*** VORGEGEBENER TEXT

Daraufhin erließ die Antragsgegnerin die streitgegenständliche Widerrufsverfügung vom 15.06.2009 und stützte diese insbesondere auf die gesetzliche Vermutung des § 26 II InsO, die dem Antragsteller unter dem 16.06.2009 zugestellt worden ist.

Hiergegen richtet sich der vorliegende Antrag des Antragstellers auf gerichtliche Entscheidung vom 15.07.2009, vorab per Telefax beim Anwaltsgerichtshof am gleichen Tage eingegangen.

Der Antragsteller begründet seinen Antrag damit, dass er noch mit mehreren Gläubigern in Verhandlungen stehe.

Im Übrigen habe das Finanzamt lediglich eine Forderung in Höhe von € 12.494,87 gegen ihn gehabt, die er zwischenzeitlich "erheblich reduziert" habe, ohne hier konkret zu werden.

Der Prüfungsbericht des Finanzamtes C2 beträfe Umsatzsteuerforderungen des Finanzamtes, die aufgrund der Prüfung von einem Betrag von € 9.018,00 auf € 5.490,72 reduziert worden seien, deren Ausgleich ihm jedoch in einer Summe nicht möglich sei, weshalb er eine ratenweise Zahlung anstrebe.

******
*** GEZEIGTES MATERIAL

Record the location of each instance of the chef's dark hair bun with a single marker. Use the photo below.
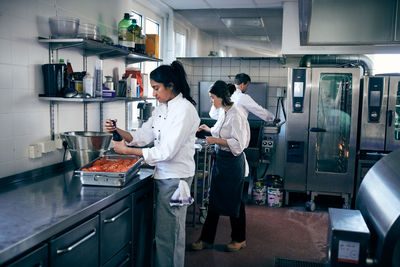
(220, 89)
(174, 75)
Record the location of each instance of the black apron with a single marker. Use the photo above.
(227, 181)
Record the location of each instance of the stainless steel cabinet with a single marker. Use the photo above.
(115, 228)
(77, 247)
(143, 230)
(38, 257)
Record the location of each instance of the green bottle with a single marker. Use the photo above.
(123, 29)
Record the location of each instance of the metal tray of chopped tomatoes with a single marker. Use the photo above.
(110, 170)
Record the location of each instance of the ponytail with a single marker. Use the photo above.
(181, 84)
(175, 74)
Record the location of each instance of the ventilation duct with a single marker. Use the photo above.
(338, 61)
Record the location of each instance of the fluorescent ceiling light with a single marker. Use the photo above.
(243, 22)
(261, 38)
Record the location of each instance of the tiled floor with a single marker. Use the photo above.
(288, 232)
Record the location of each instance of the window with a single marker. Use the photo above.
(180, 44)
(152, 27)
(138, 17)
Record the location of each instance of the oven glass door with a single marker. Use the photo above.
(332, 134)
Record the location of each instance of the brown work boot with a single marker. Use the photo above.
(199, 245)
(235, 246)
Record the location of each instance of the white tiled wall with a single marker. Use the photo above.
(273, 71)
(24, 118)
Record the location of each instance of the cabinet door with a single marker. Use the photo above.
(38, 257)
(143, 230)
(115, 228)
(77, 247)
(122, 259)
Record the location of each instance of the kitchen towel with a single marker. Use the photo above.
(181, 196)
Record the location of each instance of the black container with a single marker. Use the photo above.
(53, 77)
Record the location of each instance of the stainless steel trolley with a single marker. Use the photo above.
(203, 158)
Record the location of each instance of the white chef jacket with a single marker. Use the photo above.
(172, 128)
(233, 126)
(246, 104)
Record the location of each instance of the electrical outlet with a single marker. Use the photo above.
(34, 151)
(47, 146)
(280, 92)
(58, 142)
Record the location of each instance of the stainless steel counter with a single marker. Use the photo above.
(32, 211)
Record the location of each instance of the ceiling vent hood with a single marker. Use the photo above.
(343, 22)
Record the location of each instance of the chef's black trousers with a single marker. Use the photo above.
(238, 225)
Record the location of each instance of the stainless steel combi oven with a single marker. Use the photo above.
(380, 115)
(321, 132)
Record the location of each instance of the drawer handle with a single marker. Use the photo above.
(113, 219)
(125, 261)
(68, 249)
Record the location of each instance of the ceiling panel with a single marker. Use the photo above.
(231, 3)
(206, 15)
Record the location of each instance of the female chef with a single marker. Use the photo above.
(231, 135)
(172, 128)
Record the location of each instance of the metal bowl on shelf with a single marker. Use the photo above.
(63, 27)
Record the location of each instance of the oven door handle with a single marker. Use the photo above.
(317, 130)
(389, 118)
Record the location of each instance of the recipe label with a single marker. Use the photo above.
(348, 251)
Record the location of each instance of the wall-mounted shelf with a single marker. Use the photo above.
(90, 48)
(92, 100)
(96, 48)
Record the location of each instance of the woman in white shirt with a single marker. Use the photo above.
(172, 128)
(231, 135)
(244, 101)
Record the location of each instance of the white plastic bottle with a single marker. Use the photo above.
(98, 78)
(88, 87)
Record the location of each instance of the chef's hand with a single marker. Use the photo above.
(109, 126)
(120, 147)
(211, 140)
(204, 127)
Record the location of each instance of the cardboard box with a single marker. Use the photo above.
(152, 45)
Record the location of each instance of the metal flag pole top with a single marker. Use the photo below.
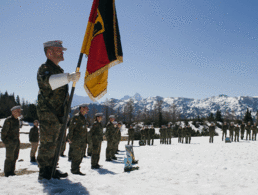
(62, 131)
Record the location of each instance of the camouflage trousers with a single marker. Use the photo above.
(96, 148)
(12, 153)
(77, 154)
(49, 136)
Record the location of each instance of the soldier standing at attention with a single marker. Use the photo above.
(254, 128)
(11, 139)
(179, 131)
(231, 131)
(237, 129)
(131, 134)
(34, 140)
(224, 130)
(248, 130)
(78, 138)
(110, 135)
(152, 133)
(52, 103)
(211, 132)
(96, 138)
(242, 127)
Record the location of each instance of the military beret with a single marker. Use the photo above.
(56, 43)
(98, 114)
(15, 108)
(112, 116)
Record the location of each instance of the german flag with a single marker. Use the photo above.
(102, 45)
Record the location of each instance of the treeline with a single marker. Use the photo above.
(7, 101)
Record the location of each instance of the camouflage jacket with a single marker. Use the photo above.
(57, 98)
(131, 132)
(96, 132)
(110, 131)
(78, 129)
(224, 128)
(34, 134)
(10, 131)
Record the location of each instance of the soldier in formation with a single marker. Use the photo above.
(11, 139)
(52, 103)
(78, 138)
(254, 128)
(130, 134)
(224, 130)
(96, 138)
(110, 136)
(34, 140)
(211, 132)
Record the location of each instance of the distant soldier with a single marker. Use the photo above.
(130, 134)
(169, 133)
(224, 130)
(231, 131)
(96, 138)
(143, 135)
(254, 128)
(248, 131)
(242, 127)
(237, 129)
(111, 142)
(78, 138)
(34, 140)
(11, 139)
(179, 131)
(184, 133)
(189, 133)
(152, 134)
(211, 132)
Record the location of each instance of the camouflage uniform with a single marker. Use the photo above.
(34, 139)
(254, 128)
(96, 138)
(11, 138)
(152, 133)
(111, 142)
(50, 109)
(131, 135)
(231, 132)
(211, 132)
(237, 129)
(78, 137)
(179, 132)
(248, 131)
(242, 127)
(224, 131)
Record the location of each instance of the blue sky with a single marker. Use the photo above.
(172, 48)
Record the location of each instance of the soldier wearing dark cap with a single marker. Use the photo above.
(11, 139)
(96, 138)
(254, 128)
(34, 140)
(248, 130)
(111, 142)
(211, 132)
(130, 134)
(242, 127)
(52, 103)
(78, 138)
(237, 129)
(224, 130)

******
*** GEZEIGTES MATERIAL

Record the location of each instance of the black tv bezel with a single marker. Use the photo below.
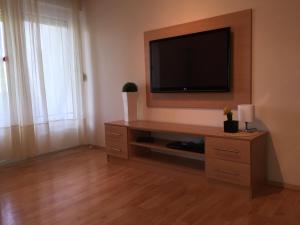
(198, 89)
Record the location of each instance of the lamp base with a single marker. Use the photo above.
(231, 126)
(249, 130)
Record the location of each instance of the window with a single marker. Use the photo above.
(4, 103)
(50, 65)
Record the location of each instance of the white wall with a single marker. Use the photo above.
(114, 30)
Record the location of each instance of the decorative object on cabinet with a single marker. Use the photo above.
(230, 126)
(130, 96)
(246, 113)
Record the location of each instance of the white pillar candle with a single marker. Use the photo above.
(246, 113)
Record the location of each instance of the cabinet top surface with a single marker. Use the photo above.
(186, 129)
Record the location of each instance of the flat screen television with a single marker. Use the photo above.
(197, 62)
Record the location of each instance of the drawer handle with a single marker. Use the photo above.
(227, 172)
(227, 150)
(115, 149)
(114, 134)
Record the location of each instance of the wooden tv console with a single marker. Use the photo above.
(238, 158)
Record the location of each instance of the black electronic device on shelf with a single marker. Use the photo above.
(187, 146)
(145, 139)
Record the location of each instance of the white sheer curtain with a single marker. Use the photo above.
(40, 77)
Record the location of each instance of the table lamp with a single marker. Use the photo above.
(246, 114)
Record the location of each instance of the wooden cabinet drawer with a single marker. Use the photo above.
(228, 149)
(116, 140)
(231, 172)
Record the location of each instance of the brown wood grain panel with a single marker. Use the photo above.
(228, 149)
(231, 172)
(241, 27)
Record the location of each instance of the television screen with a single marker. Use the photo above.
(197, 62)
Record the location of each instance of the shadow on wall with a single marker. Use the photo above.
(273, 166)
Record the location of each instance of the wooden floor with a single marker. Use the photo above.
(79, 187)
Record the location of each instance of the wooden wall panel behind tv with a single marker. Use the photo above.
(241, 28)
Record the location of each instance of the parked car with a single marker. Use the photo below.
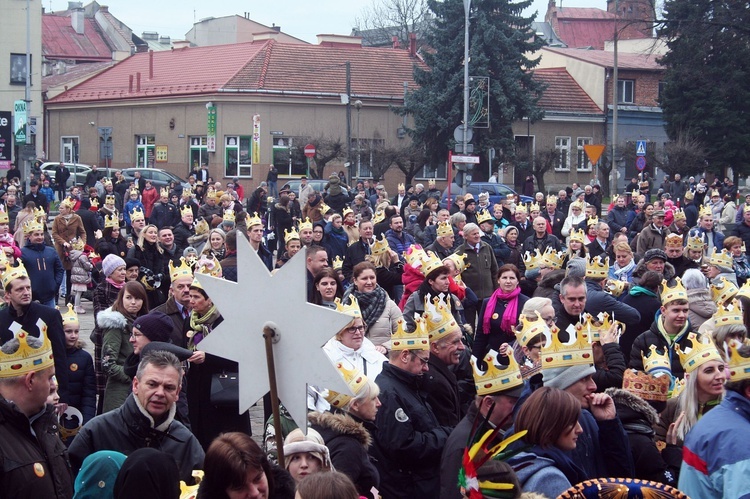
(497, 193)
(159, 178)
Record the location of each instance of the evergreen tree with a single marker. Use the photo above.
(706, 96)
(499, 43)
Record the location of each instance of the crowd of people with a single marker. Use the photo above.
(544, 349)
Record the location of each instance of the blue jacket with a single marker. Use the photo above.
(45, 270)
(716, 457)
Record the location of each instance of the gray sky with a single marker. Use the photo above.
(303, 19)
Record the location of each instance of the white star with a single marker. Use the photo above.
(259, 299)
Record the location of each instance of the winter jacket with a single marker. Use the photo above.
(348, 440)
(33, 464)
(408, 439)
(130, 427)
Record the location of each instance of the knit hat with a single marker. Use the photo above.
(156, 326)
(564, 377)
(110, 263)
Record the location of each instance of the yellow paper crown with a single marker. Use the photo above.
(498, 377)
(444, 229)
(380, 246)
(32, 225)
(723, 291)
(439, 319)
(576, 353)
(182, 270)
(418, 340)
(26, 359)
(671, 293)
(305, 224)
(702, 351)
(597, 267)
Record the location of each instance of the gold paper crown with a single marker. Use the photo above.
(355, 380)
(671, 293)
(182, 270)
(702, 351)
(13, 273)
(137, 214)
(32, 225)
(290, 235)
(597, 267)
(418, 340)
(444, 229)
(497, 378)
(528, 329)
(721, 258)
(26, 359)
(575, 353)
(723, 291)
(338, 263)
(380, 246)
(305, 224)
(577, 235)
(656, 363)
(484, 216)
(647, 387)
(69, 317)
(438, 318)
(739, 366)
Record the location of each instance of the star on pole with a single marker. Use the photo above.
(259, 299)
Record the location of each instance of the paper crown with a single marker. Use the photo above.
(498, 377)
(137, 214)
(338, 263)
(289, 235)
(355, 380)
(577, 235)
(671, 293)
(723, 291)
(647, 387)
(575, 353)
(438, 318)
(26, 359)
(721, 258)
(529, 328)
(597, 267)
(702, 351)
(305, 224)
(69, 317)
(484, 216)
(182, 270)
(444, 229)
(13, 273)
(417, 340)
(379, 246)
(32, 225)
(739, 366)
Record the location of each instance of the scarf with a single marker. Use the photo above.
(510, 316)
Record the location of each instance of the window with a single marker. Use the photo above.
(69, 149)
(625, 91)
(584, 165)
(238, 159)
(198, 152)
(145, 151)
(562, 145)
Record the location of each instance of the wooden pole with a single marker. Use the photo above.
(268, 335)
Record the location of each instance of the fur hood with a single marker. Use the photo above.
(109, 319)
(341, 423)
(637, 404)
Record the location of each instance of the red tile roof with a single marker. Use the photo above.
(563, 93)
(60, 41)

******

*WAS ZU TUN IST*.
1) Nenne sämtliche Eurobeträge, die im vorgegebenen Text vorkommen.
2) Sammle aus den Datensätzen jede Zeile, die die Zeichenfolge „screen“ enthält. Groß- und Kleinschreibung wird dabei unterschieden.
Der vorgegebene Text und die Datensätze haben nichts miteinander zu tun.

*DIE ANTWORTEN*.
1)
€ 12.494,87
€ 9.018,00
€ 5.490,72

2)
Record the location of each instance of the flat screen television with a single marker. Use the photo above.
Record the location of each instance of the television screen with a single marker. Use the photo above.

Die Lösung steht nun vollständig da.